--- INPUT ---

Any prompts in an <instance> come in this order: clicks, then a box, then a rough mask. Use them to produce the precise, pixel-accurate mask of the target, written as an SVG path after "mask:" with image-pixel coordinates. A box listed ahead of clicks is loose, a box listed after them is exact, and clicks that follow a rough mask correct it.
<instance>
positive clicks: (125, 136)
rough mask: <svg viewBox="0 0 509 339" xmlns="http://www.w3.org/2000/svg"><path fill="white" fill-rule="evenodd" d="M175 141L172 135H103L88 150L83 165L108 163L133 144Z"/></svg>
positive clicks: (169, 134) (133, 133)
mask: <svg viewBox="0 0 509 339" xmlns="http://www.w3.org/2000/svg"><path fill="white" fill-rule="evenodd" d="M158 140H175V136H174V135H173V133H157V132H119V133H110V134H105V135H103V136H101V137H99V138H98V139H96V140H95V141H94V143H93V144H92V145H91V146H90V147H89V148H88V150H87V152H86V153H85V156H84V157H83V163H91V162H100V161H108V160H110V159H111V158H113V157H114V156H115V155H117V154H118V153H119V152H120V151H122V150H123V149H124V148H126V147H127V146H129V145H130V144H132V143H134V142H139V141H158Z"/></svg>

---

Search the data above for the word "rough" and report how many lines contain it, with nothing further.

2